#### Text segment
================
No, it is completely unfalsifiable because it does not even involve numbers. No matter what measurements are done, it would always be unfalsifiable, because it could always be said "but maybe the force is smaller than the measurement sensitivity" or "maybe it was the wrong mode shape to trigger the magic interaction." Your statements are about as unfalsifiable as they get.
A postulate of 'some unknown relationship with gravity' is not sufficient for much, but it is sufficient to indicate that orientation of the EMdrive *might* be significant. Details are not always necessary.
No, it is not sufficient for anything. We are talking about science here, details are absolutely necessary.
As regards logical reasons to propose this, if EMdrive works it breaks physical laws. If it operates at all, some as yet unknown or unexpected interaction with gravity is one of the most incremental proposals one can make.
It has effectively been shown that the emDrive does not work. It does not matter how "incremental" your proposal is, there is always a next assumption someone can make up to send others down a wild goose chase. What you have provided here does not constitute a "logical reason." The reasoning you provided here equally works for "maybe it needs to be in no more than a lunar gravity field equivalent" "maybe it needs higher order mode shapes" "maybe it only works with higher/lower frequencies than have been tested" "maybe it needs to be an asymmetric hourglass shape" etc.
================
Using the EMdrive exchange, explain in one to three sentences why one participant calls the gravity proposal completely unfalsifiable.

#### Given records
================
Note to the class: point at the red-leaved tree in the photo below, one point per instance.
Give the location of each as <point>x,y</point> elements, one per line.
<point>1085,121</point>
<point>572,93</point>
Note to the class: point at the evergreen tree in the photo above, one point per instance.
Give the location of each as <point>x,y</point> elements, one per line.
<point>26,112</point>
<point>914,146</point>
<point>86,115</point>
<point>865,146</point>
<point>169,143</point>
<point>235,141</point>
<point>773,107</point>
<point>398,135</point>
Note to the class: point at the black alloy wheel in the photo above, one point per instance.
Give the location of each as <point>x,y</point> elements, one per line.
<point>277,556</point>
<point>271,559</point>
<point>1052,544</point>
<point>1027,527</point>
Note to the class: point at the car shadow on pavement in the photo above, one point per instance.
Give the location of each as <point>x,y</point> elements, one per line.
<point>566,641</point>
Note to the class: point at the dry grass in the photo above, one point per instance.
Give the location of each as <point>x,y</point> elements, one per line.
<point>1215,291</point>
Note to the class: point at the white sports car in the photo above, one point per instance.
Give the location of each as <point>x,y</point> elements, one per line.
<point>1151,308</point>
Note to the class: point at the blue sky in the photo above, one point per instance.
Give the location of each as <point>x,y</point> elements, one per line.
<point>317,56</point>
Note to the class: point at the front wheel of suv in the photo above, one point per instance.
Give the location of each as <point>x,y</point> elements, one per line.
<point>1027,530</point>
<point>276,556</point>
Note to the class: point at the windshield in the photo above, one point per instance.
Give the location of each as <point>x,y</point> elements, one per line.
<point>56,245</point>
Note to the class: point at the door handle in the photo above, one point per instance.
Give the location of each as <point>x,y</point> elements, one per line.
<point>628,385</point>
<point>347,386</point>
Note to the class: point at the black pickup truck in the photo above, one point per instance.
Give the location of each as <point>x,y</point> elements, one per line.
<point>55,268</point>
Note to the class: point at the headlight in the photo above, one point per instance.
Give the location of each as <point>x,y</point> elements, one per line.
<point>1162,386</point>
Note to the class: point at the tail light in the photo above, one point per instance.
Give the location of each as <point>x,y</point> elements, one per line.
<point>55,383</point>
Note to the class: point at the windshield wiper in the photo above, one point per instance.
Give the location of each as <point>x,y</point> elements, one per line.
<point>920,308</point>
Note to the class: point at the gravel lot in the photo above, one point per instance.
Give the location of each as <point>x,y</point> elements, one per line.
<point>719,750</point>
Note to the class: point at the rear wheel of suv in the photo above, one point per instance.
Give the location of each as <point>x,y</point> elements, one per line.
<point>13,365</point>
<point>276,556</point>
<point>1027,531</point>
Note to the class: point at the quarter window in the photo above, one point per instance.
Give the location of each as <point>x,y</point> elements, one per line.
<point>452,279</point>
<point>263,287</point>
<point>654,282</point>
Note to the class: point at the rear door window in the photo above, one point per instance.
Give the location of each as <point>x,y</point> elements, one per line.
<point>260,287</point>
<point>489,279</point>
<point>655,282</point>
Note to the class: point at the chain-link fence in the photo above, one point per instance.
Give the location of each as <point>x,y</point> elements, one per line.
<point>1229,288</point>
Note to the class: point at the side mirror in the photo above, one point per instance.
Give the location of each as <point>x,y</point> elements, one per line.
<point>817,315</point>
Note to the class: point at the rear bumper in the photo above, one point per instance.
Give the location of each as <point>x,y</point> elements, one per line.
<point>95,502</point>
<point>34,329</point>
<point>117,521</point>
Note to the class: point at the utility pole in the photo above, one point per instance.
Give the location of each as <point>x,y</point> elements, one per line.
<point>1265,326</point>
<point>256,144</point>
================
#### Written solution
The proposal involves no numbers, so no measurement could ever rule it out. Any null result could be explained away by saying the force might be smaller than the measurement sensitivity or that the wrong mode shape was used to trigger the interaction.